-- Reading passage --
+--

One of the goals of Hadoop is to make it possible to do distributed data over multiple drives bought at a typical computer store. We are not talking about some huge mainframe, but about off the shelf drives you might buy at Amazon, Newegg or at Fry’s Electronics.

Hadoop is designed to solve problems associated with huge datasets. If you a site gets 100 million visitors each month, each of which leaves a trail of data one megabyte in size, then the site must track 100 million megabytes a month, or over a billion megabytes a year.

Hadoop was partially developed at Google, and they use it to solve many of their problems.

MapReduce and HDFS

If we are going to distribute data over 100 hard drives, then we need to find a way to reassemble it, or to combine it with other bits of data quickly and easily. The part of Hadoop called MapReduce addresses this issue. Map/Reduce assembles the bits of data across the various hard drives, but it does more than that. It allows developers to create applications that run concurrently across all the nodes of the system, with one set of tasks performed on one machine, another on a second machine and so on. That is the Map part of the equation. Then the reduce part of the equation takes all these distributed pieces of work and assembles the results.

Suppose ten million visitors

The part of Hadoop called HDFS deals with the problem of hardware failure. If we are going to spread out data over 100 hard drives, then the chance of loosing some of it due to hardware failure is higher than it might be on a single machine. The goal is to duplicate the data, so a loss of one hard drive will not destroy the entire terabyte of data.

+--

-- To-do list --
a) In the Hadoop passage, copy word for word the stretch starting at "Suppose ten million" and ending at "terabyte of data.".
b) According to the Hadoop passage, which part of Hadoop deals with the problem of hardware failure?
c) Extend the Hadoop passage, picking up right after its final sentence.

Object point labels
+--

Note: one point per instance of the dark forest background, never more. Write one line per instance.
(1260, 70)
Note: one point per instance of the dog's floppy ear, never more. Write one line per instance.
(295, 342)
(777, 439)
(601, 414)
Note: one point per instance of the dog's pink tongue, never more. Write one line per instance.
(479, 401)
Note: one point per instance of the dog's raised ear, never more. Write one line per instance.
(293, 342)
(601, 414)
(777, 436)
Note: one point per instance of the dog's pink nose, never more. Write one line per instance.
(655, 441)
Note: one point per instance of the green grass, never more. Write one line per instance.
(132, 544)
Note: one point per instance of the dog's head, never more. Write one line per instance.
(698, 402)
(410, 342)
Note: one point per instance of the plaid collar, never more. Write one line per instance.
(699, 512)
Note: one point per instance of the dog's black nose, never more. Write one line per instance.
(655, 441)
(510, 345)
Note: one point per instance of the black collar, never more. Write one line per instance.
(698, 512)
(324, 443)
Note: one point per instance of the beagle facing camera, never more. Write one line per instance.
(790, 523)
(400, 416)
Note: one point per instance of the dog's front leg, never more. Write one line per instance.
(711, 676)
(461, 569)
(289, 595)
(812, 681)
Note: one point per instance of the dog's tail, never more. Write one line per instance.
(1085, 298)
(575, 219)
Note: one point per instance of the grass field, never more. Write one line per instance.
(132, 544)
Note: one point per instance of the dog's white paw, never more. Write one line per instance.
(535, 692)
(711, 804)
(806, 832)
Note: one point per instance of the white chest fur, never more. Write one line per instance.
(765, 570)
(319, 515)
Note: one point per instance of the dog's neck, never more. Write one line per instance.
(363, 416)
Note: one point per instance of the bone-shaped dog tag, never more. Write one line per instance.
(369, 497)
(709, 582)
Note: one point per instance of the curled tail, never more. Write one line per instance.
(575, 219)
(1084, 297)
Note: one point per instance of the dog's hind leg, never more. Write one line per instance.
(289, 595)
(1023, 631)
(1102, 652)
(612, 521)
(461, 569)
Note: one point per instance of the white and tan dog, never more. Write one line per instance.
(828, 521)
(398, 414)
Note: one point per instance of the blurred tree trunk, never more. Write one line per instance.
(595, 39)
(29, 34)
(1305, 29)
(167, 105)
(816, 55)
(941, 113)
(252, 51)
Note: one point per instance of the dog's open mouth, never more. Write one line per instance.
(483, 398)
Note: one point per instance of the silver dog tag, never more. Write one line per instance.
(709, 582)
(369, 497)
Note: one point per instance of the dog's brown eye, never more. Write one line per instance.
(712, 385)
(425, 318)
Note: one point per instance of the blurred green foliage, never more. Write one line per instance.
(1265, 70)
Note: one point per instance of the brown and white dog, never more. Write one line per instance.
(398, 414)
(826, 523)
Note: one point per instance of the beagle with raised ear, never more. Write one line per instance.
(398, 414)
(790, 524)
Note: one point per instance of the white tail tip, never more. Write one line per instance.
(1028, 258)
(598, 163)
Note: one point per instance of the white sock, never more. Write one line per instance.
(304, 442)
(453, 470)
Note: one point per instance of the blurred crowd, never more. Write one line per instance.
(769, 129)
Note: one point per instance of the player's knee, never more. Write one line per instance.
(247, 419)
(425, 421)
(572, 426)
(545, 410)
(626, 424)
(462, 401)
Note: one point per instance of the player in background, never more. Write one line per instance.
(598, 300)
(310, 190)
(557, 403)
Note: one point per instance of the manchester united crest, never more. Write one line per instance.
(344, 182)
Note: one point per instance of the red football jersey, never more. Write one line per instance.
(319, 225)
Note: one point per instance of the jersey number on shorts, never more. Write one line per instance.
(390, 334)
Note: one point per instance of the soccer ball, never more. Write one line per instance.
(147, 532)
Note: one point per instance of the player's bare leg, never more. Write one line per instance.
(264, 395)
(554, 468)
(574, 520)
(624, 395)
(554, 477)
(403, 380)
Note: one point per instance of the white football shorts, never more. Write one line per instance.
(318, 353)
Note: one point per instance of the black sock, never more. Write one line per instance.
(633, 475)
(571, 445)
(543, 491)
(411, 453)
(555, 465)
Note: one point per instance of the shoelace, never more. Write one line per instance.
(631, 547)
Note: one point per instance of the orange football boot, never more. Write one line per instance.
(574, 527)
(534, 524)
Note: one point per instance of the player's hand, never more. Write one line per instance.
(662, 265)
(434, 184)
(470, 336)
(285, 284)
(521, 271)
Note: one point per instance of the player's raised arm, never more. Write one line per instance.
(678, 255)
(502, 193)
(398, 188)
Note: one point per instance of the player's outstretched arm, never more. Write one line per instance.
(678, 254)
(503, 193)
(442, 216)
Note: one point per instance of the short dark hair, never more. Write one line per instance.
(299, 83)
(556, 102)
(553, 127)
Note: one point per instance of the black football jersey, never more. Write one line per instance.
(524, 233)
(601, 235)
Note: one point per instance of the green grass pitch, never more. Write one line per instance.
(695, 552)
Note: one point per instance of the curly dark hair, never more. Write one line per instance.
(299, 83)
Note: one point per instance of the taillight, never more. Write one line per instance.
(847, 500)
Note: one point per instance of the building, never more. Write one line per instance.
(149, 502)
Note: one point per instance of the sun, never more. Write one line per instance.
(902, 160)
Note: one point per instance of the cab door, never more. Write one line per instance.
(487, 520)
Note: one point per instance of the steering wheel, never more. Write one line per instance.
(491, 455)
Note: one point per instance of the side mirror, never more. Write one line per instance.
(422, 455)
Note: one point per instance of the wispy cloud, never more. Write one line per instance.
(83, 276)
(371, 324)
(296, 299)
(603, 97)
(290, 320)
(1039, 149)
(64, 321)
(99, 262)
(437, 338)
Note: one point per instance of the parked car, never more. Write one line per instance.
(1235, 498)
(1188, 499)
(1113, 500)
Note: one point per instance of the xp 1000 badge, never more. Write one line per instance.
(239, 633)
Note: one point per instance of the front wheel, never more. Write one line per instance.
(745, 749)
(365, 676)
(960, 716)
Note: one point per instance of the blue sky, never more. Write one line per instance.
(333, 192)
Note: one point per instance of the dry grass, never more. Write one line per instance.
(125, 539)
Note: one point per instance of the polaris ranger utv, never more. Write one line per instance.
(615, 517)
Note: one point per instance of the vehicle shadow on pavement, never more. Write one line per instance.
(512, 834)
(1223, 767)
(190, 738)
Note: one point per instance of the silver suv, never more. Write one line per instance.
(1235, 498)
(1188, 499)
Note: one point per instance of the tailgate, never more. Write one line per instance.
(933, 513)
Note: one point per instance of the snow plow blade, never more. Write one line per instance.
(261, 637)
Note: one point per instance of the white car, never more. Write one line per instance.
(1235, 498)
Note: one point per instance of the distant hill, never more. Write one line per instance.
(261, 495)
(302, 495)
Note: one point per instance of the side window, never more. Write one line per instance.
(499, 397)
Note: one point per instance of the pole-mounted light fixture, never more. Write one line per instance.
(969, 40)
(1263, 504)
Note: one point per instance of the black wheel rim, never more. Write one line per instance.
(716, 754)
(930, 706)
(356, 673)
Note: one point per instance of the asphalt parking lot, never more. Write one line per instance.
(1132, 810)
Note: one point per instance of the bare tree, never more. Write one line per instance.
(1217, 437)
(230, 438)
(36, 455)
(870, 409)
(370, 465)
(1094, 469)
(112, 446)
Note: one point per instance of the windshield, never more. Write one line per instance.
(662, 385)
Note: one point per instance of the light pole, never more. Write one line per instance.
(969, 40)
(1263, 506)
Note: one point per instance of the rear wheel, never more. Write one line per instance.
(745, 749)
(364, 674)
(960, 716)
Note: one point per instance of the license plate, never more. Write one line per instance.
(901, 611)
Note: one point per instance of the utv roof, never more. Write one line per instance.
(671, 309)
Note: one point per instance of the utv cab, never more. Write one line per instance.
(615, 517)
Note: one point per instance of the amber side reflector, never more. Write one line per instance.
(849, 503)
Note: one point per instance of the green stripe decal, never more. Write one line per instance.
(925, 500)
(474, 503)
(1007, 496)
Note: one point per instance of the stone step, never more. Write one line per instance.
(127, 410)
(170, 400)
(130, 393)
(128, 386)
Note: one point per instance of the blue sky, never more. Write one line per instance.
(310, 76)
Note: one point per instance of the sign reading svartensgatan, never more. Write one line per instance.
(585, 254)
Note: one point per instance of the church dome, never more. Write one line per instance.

+--

-- Outputs by task --
a)
Suppose ten million visitors

The part of Hadoop called HDFS deals with the problem of hardware failure. If we are going to spread out data over 100 hard drives, then the chance of loosing some of it due to hardware failure is higher than it might be on a single machine. The goal is to duplicate the data, so a loss of one hard drive will not destroy the entire terabyte of data.

b) HDFS

c)
Setup

Most of the rest of this document describes one possible way to set up Hadoop with a minimal configuration for testing Hadoop on a single machine. Hadoop normally runs in multi-user mode, but here we are going to use only a single machine. This kind of setup provides a good way for you to learn the basics of hadoop before you begin deployment across multiple machines.

Mercurial

I have created a set of scripts that can help step you through the Hadoop install. They are stored with a number of other files and programs in the Elvenware repository. Instructions on setting up Mercurial are now on the Mercurial page:

http://www.elvenware.com/charlie/development/cloud/Mercurial.html

Install Java

Setting up Java can be a bit of a problem. It is best to get it out of the way first. I have tested with both Sun JDK6 and Sun JDK7, and both seem to work. Below I focus mosting on JDK6, but here is a post on installing JDK7.

NOTE: I have recently come to rely on the simple method found here:

http://www.webupd8.org/2012/01/install-oracle-java-jdk-7-in-ubuntu-via.html

By default, you do not have the right version of Java on Ubuntu Linux. The following commands should fix the situation:

wget https://raw.github.com/flexiondotorg/oab-java6/master/oab-java6.sh -O oab-java6.sh
chmod +x oab-java6.sh
sudo ./oab-java6.sh

After the endless process outlined above finally terminates, do this:

sudo apt-get install sun-java6-jdk
sudo update-alternatives --config java

More information on the scripts shown above is available here:

https://github.com/flexiondotorg/oab-java6

This should work to setup Java Sun on Mint Linux:

sudo add-apt-repository "deb http://archive.canonical.com/ lucid partner"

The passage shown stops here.